### Description of the task
Since the pictures are not wanted, copy only the text of every record exactly.
- - - - -
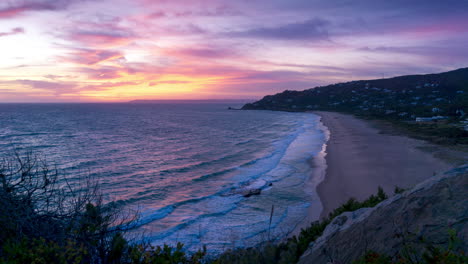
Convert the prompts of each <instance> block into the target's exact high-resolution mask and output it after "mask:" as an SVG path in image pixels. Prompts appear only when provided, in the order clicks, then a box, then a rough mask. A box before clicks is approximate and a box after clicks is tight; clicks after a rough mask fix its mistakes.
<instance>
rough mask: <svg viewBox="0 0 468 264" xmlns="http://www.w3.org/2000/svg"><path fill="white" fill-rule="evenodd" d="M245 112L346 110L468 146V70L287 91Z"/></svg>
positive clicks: (399, 127) (265, 96)
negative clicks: (315, 110) (467, 145)
mask: <svg viewBox="0 0 468 264" xmlns="http://www.w3.org/2000/svg"><path fill="white" fill-rule="evenodd" d="M242 109H246V110H249V109H252V110H278V111H313V110H322V111H335V112H343V113H349V114H353V115H356V116H359V117H363V118H367V119H377V120H386V121H389V122H391V123H392V124H394V125H396V126H397V127H399V128H401V129H402V130H403V131H406V132H409V134H410V135H411V136H414V137H417V138H421V139H425V140H428V141H432V142H434V143H439V144H446V145H455V144H468V119H467V118H468V68H463V69H458V70H455V71H450V72H446V73H440V74H428V75H411V76H401V77H395V78H388V79H377V80H366V81H352V82H346V83H338V84H332V85H328V86H321V87H315V88H312V89H307V90H304V91H288V90H286V91H284V92H282V93H278V94H275V95H268V96H265V97H264V98H263V99H261V100H259V101H257V102H254V103H251V104H246V105H245V106H244V107H243V108H242Z"/></svg>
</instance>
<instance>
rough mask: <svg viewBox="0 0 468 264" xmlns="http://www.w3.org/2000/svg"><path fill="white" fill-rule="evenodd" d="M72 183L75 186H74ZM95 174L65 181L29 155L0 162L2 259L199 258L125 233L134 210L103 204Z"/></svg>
mask: <svg viewBox="0 0 468 264" xmlns="http://www.w3.org/2000/svg"><path fill="white" fill-rule="evenodd" d="M73 186H74V187H73ZM97 187H98V185H97V182H96V181H94V180H93V179H83V180H82V181H80V182H78V183H76V182H73V183H72V182H69V181H68V180H67V179H66V178H65V177H63V176H60V175H59V174H58V173H57V171H56V170H50V169H49V167H48V166H47V164H46V162H44V161H42V160H40V159H38V158H37V157H35V156H33V155H30V154H29V155H26V156H25V157H20V156H19V155H15V156H14V158H12V159H5V160H3V162H2V163H1V164H0V227H1V228H0V263H74V264H78V263H100V264H101V263H103V264H106V263H109V264H110V263H200V260H201V259H202V258H203V257H204V256H205V254H206V251H205V250H200V251H199V252H197V253H196V254H194V255H192V256H187V255H186V253H185V252H184V251H183V250H182V248H183V245H182V244H178V245H177V246H176V247H175V248H174V247H169V246H167V245H164V246H163V247H152V246H150V245H147V244H145V243H141V242H133V243H132V242H130V241H128V240H127V239H126V238H124V233H125V232H126V231H128V230H129V228H130V227H131V224H132V222H133V221H135V220H136V219H137V215H136V214H135V213H133V212H122V211H121V210H119V209H118V208H116V207H115V205H114V204H113V203H109V204H103V202H102V199H101V195H100V194H99V192H98V188H97Z"/></svg>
- - - - -
### Exercise answer
Convert the prompts of each <instance> block into the target's exact high-resolution mask and output it after "mask:" as an SVG path in image pixels. Prompts appear only when provided, in the order clicks, then a box, then a rough mask. A box before clicks is approximate and a box after clicks is tight; clicks after a rough mask fix its mistakes.
<instance>
rough mask: <svg viewBox="0 0 468 264" xmlns="http://www.w3.org/2000/svg"><path fill="white" fill-rule="evenodd" d="M245 112L346 110L468 146V70L287 91Z"/></svg>
positive clicks: (399, 127) (265, 96)
negative clicks: (315, 110) (467, 145)
mask: <svg viewBox="0 0 468 264" xmlns="http://www.w3.org/2000/svg"><path fill="white" fill-rule="evenodd" d="M242 109H246V110H249V109H252V110H278V111H313V110H322V111H335V112H343V113H349V114H353V115H356V116H359V117H363V118H367V119H377V120H386V121H389V122H391V123H392V124H394V125H396V126H397V127H399V128H401V129H402V130H403V131H406V132H409V134H410V135H411V136H414V137H417V138H421V139H425V140H428V141H432V142H434V143H439V144H446V145H455V144H468V119H467V118H468V68H463V69H458V70H455V71H450V72H446V73H440V74H428V75H411V76H401V77H395V78H388V79H377V80H366V81H352V82H346V83H338V84H332V85H328V86H321V87H315V88H312V89H307V90H304V91H288V90H286V91H284V92H282V93H278V94H275V95H268V96H265V97H264V98H263V99H261V100H259V101H257V102H254V103H251V104H246V105H245V106H244V107H243V108H242Z"/></svg>
</instance>
<instance>
rough mask: <svg viewBox="0 0 468 264" xmlns="http://www.w3.org/2000/svg"><path fill="white" fill-rule="evenodd" d="M72 183L75 186H74ZM95 174L65 181L29 155L0 162L2 259L199 258L125 233L134 210L103 204Z"/></svg>
mask: <svg viewBox="0 0 468 264" xmlns="http://www.w3.org/2000/svg"><path fill="white" fill-rule="evenodd" d="M73 186H74V187H73ZM97 187H98V185H97V182H96V181H94V180H93V179H83V180H82V181H80V182H78V183H76V182H73V183H72V182H69V181H68V180H67V179H66V178H65V177H63V176H60V175H59V174H58V173H57V171H56V170H50V169H49V167H48V166H47V164H46V162H44V161H42V160H40V159H38V158H37V157H35V156H33V155H30V154H29V155H26V156H25V157H20V156H19V155H15V156H14V158H12V159H5V160H3V162H2V163H1V164H0V227H1V228H0V263H74V264H78V263H100V264H101V263H103V264H106V263H109V264H110V263H200V260H201V259H202V258H203V257H204V256H205V254H206V251H205V250H200V251H199V252H197V253H196V254H194V255H192V256H187V255H186V253H185V252H184V251H183V250H182V248H183V245H182V244H178V245H177V246H176V247H175V248H174V247H169V246H167V245H164V246H163V247H152V246H150V245H147V244H145V243H141V242H133V243H132V242H130V241H128V240H127V239H126V238H124V233H125V232H126V231H128V230H129V228H130V227H131V224H132V222H133V221H135V220H136V219H137V215H136V214H135V213H133V212H122V211H121V210H119V209H118V208H116V207H115V205H114V204H113V203H109V204H103V202H102V199H101V195H100V194H99V192H98V188H97Z"/></svg>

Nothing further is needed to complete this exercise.